§ OBJECTIVES
**a.** In the lease excerpt, on what date did HHT say it did not consent to the transfer or assignment of the Lease?
**b.** From the lease excerpt, reproduce word for word the part that begins with the words containing "1. Between 27" and ends with "to them, below.".

7.3 Until the Vendor has been released from the Lease in accordance with clause 7.1 the Purchaser shall indemnify the Vendor against any liability under the Lease as from the Completion Date. Further the Purchaser shall indemnify the Vendor as from the Completion Date in respect of any liability howsoever arising against the Vendor in connection with the Liquor Licence. The Parties acknowledge that the indemnities hereby given will be deemed secured by the Company Charge, the Beltmar Charge and the Business Mortgage."
  1. On the same day Mr Shelhot executed the Transfer.

  1. Since August 2009 Mr Lockrey has had sole responsibility for managing the Business and for managing the obligations of the Lease including payment of rent and other fees.

  1. Between 27 July 2009 and 12 October 2011 Mr Lockrey, through his solicitor, made five requests of HHT to transfer the Lease from the names of Mr Lockrey and Mr Shelhot as joint tenants to Mr Lockrey alone.

  1. I will discuss the detail of those requests, and HHT's response to them, below.

  1. Ultimately, on 18 November 2011 HHT stated that it did not consent to the transfer or assignment of the Lease.

Retail Leases Act 1994

  1. It is common ground that the Lease is subject to the Act.

  1. Section 39 of the Act provides: -

"39 Grounds on which consent to assignment can be withheld
(1) The lessor is entitled to withhold consent to the assignment of a retail shop lease in any of the following circumstances (and is not entitled to withhold that consent in any other circumstances):
(a) if the proposed assignee proposes to change the use to which the shop is put,
(b) if the proposed assignee has financial resources or retailing skills that are inferior to those of the proposed assignor,
(c) if the lessee has not complied with section 41 (Procedure for obtaining consent to assignment)..."
  1. Section 41 of the Act provides, relevantly: -

"41 Procedure for obtaining consent to assignment
A retail shop lease is taken to include the following provisions:
(a) A request for the lessor's consent to an assignment of the lease must be made in writing and the lessee must provide the lessor with such information as the lessor may reasonably require concerning the financial standing and business experience of the proposed assignee.
...

Dataset rows
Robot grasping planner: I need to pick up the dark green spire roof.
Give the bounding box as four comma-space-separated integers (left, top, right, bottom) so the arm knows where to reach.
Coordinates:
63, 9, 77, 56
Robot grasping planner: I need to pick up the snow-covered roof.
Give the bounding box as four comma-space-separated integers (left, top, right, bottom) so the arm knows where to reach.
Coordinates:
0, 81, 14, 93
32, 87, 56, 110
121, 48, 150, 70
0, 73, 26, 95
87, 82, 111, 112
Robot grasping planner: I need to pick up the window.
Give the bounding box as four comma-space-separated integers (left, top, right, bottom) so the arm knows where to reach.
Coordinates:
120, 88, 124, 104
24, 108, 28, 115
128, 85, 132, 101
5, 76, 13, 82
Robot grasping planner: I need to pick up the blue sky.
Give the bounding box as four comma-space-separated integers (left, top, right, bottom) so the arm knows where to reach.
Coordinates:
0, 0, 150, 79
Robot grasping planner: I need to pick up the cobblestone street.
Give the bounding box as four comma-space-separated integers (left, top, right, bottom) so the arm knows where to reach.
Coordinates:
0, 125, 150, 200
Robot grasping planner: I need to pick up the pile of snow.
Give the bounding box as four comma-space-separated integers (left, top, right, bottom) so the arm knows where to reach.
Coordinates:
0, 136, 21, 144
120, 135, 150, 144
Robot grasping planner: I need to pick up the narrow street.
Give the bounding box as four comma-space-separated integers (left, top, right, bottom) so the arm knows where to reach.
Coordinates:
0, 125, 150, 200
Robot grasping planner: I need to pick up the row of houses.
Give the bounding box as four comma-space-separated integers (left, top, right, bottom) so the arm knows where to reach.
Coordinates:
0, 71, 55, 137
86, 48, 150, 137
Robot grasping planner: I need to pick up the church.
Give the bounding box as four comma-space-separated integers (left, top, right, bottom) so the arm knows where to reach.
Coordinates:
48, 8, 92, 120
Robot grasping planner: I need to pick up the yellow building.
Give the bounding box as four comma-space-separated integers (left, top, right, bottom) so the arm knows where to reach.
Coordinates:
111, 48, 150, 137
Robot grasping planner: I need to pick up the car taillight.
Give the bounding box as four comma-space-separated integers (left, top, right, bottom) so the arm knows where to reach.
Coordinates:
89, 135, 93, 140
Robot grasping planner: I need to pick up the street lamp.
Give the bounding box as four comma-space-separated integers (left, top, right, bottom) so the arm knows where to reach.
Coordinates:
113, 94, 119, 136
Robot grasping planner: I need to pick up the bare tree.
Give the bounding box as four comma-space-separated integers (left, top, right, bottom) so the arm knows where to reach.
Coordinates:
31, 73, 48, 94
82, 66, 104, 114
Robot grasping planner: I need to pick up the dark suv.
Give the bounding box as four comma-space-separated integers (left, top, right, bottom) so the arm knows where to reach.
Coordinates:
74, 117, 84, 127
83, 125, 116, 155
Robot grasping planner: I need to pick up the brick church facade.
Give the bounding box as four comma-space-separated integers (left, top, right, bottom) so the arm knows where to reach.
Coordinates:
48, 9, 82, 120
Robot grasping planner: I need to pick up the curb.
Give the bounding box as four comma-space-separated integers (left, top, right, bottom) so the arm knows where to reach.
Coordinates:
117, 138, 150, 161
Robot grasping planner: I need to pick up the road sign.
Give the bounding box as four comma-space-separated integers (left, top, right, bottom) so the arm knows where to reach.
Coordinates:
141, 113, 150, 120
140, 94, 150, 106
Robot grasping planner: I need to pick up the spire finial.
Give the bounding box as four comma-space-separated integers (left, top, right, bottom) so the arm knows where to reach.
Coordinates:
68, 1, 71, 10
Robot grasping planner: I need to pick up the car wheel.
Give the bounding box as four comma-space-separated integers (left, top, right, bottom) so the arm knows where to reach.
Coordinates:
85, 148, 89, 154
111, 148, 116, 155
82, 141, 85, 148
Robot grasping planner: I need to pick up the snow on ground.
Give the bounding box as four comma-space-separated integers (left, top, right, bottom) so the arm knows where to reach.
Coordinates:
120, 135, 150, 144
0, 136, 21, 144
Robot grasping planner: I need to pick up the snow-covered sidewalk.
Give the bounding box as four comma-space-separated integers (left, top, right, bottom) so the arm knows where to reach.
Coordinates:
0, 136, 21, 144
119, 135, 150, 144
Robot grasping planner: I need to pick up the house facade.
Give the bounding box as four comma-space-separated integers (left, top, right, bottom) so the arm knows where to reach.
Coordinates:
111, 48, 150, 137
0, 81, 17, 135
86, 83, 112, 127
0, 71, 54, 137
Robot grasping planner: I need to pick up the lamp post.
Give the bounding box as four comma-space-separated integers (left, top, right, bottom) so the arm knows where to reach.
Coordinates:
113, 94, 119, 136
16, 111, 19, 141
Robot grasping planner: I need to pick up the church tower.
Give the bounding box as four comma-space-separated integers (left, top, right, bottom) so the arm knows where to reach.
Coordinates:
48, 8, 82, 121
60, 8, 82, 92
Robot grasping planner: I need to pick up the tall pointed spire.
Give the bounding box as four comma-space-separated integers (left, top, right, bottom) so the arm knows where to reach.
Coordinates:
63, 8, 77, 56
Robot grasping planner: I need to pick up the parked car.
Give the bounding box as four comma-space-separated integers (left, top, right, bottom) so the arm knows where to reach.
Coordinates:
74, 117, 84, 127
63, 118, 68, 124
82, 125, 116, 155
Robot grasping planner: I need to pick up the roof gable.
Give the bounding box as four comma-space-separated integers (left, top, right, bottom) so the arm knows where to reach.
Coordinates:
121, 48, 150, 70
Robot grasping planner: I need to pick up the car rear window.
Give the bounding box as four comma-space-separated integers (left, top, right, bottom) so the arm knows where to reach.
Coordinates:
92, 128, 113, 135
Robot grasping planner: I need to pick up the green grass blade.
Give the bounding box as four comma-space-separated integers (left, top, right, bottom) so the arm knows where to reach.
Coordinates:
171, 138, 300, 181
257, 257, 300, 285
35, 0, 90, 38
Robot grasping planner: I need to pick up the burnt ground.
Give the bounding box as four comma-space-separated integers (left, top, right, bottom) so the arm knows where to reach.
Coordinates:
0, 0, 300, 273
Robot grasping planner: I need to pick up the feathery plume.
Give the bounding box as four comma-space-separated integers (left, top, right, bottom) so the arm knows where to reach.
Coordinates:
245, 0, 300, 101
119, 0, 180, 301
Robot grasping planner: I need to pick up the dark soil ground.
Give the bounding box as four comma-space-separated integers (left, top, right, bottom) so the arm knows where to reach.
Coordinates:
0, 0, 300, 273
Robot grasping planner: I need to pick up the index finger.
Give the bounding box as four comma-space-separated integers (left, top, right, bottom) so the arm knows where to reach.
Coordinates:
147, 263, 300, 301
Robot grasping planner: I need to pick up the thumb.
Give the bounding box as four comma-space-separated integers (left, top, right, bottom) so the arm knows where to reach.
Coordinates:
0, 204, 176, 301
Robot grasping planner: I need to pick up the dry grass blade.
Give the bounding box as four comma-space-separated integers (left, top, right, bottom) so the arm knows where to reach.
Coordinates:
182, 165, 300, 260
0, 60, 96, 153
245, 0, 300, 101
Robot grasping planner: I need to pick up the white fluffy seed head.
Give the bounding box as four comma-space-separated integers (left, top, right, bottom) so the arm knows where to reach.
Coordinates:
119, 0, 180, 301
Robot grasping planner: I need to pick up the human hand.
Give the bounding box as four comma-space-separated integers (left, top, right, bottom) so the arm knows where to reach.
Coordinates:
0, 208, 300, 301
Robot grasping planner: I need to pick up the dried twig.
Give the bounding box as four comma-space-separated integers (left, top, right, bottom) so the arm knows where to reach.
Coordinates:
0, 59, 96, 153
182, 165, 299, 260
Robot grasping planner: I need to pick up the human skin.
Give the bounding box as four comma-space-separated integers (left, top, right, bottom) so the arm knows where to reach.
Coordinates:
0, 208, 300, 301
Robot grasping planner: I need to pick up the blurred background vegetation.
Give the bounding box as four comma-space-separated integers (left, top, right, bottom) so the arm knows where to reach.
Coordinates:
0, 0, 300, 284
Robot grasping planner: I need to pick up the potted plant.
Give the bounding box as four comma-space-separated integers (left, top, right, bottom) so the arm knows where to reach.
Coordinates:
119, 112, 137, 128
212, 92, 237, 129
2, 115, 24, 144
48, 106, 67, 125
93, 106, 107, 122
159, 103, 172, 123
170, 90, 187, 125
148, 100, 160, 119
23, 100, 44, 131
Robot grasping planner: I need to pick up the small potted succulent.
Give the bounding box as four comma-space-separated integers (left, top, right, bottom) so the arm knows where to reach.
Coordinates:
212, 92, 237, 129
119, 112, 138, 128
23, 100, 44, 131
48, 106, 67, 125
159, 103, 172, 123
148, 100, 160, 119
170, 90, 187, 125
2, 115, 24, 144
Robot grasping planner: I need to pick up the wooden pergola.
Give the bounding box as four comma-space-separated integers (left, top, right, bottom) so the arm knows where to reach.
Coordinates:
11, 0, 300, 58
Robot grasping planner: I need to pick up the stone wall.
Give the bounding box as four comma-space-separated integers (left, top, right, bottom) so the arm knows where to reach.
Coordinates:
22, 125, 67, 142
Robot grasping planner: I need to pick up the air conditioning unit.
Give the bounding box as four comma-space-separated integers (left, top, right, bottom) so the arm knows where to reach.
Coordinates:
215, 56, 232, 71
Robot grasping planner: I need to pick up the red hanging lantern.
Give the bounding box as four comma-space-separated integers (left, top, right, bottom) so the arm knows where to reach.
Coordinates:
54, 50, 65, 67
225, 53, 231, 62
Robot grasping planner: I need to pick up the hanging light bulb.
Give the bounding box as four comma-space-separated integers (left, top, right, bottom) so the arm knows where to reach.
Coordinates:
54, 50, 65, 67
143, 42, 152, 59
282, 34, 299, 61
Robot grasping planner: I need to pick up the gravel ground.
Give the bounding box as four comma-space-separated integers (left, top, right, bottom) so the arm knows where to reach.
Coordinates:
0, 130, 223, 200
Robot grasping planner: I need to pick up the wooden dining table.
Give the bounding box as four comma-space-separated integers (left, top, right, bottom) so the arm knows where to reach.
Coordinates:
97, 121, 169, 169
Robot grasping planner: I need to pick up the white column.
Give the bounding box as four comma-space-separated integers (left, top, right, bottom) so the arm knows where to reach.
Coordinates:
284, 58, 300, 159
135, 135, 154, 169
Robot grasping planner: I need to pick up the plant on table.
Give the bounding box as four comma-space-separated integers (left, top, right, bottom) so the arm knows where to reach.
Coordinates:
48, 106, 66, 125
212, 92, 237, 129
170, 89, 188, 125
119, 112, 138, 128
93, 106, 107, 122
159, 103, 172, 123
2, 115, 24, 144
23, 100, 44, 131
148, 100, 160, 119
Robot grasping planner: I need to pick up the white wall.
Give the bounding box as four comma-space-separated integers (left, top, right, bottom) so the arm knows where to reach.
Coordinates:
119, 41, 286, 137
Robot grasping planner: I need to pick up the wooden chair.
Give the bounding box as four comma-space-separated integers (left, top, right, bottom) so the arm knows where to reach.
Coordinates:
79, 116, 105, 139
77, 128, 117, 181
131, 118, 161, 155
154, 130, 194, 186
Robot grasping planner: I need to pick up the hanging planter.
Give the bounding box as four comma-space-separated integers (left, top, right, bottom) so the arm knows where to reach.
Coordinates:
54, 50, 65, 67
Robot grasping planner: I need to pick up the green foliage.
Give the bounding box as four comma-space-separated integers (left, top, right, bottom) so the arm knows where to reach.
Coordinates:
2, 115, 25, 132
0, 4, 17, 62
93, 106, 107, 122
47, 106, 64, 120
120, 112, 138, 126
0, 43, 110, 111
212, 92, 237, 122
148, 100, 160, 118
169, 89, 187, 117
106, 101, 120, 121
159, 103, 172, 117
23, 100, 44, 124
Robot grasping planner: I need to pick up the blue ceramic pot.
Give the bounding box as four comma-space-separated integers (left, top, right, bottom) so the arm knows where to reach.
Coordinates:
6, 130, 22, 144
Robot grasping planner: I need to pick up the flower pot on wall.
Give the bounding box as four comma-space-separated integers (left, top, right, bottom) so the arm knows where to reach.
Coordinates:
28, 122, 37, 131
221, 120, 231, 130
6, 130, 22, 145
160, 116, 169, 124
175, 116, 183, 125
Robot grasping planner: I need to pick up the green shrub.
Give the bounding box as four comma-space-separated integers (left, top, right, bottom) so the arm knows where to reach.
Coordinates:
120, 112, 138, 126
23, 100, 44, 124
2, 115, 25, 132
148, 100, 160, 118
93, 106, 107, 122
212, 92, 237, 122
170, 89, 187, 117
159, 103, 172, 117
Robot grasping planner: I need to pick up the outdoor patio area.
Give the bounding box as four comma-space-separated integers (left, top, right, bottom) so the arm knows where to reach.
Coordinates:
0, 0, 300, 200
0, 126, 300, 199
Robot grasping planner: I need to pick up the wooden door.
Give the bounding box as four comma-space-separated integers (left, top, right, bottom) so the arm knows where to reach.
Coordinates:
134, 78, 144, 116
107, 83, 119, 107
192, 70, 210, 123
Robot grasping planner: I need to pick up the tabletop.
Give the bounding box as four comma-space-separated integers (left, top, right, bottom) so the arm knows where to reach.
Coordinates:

§ RESPONSES PER TASK
**a.** 18 November 2011

**b.**
1. Between 27 July 2009 and 12 October 2011 Mr Lockrey, through his solicitor, made five requests of HHT to transfer the Lease from the names of Mr Lockrey and Mr Shelhot as joint tenants to Mr Lockrey alone.

  1. I will discuss the detail of those requests, and HHT's response to them, below.